Jobs |
A - Please reproduce the height thread word for word from "## Flora (Nov" to "of my friends.".
B - From the height thread, list every height given in metric units, worded as in the posts.

Quoted text |
# Height



## Cap'n Sofa (Nov 16, 2010)

I've just been curious about the height of the forum members here. So I made a thread for it because why not.

I am 6 feet, or 182-183 centimeters.


----------



## Aisling (Nov 16, 2010)

I'm around 5'6 or so. Slightly taller than your average Utena Tenjou


----------



## Coloursfall (Nov 16, 2010)

5'3" :C or 160 cm.

CHERRY IS SHORT.


----------



## Silver (Nov 16, 2010)

5' 4"
Silver is a short person...:(


----------



## RavenMarkku (Nov 16, 2010)

5'11. Yay for decently tall people. :D


----------



## Flareth (Nov 16, 2010)

5 foot....maybe 5'1. Yep.....I'm short. xDDD


----------



## Flora (Nov 16, 2010)

Uh, I'm like...5'1? 5'2? My friend group tends to be on the shorter side, though, so I'm actually one of the taller of my friends.

(My best friend got so happy when she was wearing heels and I wasn't so she was taller than me XD)


----------



## Eloi (Nov 16, 2010)

I'm uh...5'0. *nods* Yes.


----------



## Aisling (Nov 16, 2010)

Damn I thought _I_ was short. Maybe if I tell the guys that like half my forum is shorter than me they'll stop making fun of my height. :c


----------



## AuroraSuicune (Nov 16, 2010)

.....4'11. ._." 

I wanna be 5 feeeettt D:


----------



## Eloi (Nov 16, 2010)

^ No one cares if you fudge it an inch or so. I'm less than 5'0, but just put 5'0 anyway. 



Alraune said:


> Damn I thought _I_ was short. Maybe if I tell the guys that like half my forum is shorter than me they'll stop making fun of my height. :c


You're a head or so taller than me. So is most people in relation to me. Which means if I look straight ahead I am usually looking at their chest. A tad awkward.


----------



## Aisling (Nov 16, 2010)

Eloi said:


> You're a head or so taller than me. So is most people in relation to me. Which means if I look straight ahead I am usually looking at their chest. A tad awkward.


All my friends are a head taller than me too! Freaky.


----------



## Green (Nov 16, 2010)

5'7".

People say I'm tall :C


----------



## .... (Nov 16, 2010)

5'4 or 5'5.


----------



## Dannichu (Nov 16, 2010)

I'm 1.61 metres tall. I think that's about 5'2? I don't understand your crazy American measurements.

I'm really short, basically. And I have no excuse, because I stopped growing a while back ):


----------



## Thanks for All the Fish (Nov 16, 2010)

5'3 ish.

I'm younger than Kat, ahahaha :3c

Here's hoping I stretchhh.


----------



## Zora of Termina (Nov 16, 2010)

5' 6", currently. Maybe like, a quarter of an inch taller.


----------



## Aobaru (Nov 16, 2010)

*cough*

6'1".

*flees in terror as mob of short people chase him*


----------



## Phantom (Nov 16, 2010)

5'7" here.


----------



## Cap'n Sofa (Nov 16, 2010)

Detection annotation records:
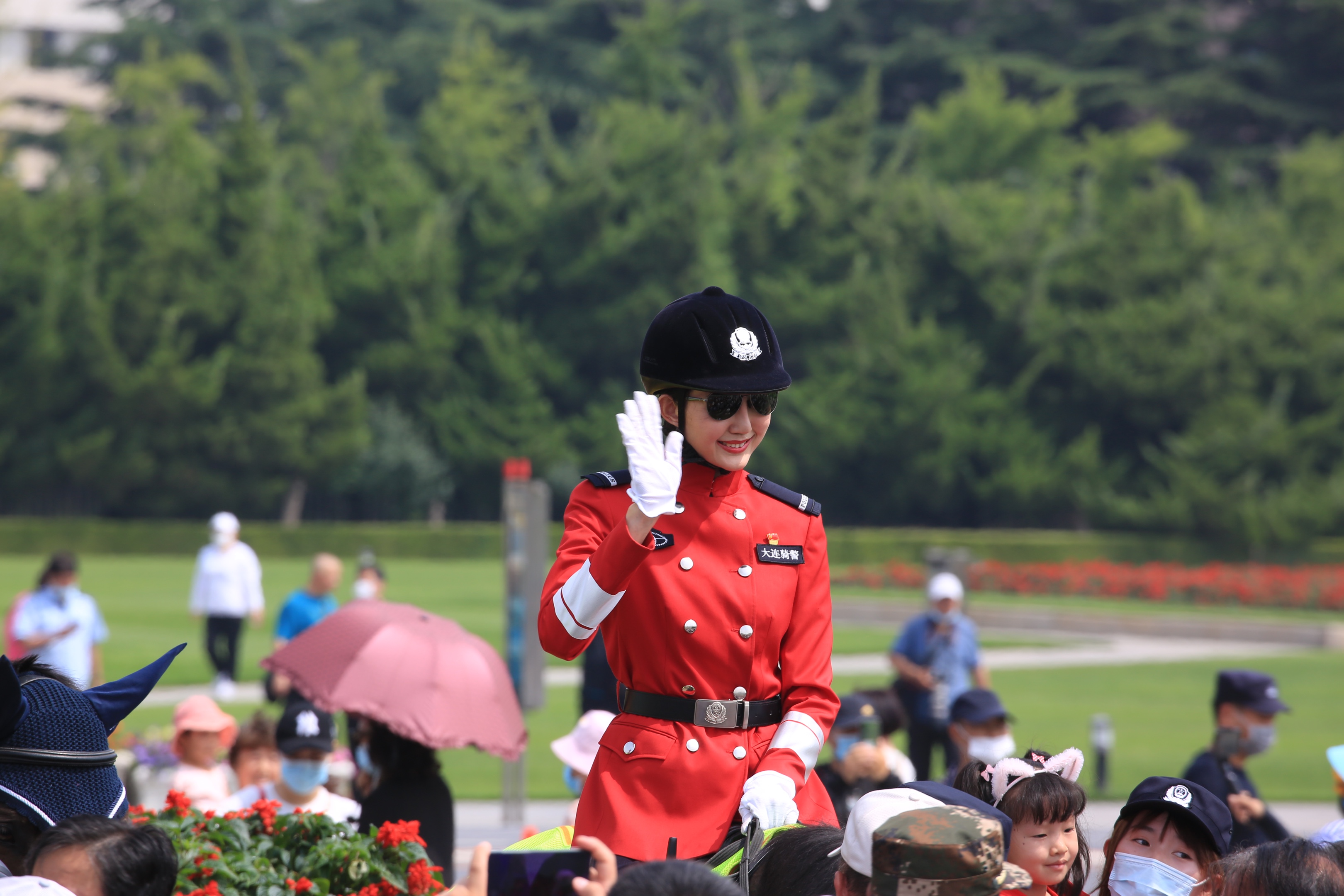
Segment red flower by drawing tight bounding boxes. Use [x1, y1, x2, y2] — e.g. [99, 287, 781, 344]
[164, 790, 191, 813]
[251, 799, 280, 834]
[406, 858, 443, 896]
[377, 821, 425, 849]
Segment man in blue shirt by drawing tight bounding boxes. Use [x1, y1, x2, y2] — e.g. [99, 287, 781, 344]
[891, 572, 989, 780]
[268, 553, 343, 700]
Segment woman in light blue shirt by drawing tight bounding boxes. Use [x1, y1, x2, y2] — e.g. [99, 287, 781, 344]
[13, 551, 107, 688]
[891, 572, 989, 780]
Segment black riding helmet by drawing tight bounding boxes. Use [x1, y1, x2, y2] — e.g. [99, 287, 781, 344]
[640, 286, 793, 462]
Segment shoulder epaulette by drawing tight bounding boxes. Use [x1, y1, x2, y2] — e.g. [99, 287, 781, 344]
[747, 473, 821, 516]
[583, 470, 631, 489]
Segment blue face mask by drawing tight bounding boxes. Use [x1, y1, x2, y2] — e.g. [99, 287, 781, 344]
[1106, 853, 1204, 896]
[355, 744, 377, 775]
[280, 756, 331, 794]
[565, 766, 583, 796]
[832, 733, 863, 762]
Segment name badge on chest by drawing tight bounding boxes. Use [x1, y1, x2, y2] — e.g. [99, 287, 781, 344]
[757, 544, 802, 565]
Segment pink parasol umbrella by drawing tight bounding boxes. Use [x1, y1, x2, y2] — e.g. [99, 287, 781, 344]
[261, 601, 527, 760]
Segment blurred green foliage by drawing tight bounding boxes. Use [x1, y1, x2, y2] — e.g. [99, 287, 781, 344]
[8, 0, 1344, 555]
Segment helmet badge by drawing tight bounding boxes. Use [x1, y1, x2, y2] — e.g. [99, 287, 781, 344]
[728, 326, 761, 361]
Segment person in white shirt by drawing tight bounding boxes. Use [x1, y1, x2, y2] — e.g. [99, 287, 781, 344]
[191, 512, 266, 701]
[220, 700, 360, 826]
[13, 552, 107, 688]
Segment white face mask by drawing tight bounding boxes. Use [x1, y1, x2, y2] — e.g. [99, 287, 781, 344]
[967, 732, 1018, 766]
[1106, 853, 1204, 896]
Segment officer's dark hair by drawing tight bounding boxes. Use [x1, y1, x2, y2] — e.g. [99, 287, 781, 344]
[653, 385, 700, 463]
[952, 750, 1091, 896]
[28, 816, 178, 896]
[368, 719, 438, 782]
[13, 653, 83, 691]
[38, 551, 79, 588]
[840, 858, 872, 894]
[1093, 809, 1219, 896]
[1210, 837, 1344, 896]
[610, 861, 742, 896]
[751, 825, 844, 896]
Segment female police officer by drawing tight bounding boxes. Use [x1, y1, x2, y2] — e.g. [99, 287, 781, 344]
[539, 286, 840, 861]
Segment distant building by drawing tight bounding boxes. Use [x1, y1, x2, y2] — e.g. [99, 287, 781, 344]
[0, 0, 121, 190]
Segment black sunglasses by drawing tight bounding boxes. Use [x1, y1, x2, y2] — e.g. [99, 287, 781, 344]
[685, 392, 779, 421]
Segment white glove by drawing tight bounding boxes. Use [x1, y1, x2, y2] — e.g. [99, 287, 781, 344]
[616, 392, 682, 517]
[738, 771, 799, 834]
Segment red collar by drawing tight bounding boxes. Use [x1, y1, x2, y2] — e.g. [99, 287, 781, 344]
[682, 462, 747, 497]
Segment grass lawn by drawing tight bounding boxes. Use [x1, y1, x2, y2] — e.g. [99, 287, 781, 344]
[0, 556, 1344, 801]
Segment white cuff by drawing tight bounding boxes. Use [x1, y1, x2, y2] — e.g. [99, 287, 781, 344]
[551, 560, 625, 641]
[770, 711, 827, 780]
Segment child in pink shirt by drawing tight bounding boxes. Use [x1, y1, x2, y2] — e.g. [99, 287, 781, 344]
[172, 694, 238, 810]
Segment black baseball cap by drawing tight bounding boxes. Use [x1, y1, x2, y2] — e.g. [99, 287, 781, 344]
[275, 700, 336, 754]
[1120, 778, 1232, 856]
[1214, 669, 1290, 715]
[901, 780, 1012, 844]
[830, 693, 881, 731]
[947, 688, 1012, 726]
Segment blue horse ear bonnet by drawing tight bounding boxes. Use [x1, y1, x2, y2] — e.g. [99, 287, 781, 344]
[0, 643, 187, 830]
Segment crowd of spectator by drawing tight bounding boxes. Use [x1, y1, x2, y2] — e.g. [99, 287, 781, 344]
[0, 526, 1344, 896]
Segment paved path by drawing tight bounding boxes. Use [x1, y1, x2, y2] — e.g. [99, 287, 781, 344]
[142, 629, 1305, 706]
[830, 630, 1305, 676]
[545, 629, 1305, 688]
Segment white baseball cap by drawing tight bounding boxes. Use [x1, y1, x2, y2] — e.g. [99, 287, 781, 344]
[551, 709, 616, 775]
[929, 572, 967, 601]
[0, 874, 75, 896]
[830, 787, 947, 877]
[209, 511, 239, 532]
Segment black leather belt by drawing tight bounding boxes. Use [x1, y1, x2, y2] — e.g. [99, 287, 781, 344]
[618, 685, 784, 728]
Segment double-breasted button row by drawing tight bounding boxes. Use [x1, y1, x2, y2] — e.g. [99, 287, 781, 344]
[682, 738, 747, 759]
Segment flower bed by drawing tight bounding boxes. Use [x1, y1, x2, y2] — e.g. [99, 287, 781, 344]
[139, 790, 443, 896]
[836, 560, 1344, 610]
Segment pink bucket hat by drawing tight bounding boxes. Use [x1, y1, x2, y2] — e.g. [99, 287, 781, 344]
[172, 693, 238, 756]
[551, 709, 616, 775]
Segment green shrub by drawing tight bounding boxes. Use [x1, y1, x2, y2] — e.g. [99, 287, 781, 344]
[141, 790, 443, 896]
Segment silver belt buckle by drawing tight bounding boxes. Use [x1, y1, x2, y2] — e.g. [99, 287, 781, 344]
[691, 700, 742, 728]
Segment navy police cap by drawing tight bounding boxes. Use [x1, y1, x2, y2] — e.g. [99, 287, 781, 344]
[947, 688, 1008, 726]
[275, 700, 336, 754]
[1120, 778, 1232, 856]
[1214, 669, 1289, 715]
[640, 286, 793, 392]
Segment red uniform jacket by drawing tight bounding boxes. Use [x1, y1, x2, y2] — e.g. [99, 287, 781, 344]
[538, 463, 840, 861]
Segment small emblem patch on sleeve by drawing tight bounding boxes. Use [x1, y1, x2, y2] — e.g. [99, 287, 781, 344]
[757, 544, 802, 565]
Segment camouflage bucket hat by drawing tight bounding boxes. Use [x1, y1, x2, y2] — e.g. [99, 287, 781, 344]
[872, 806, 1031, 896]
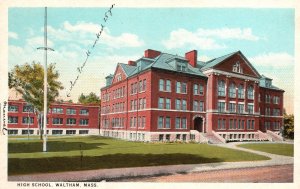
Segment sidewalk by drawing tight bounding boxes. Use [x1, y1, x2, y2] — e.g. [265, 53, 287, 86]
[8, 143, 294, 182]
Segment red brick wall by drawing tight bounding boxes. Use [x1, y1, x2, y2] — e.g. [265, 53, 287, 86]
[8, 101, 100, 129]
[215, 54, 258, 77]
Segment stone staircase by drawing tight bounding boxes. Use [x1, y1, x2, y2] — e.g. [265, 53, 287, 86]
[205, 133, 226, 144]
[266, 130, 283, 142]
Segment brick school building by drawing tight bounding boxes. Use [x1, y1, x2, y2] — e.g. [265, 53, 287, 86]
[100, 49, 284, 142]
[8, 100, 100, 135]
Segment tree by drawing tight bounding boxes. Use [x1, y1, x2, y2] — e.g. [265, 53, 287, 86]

Solutions by task |
A -
## Flora (Nov 16, 2010)

Uh, I'm like...5'1? 5'2? My friend group tends to be on the shorter side, though, so I'm actually one of the taller of my friends.

B -
- 182-183 centimeters
- 160 cm
- 1.61 metres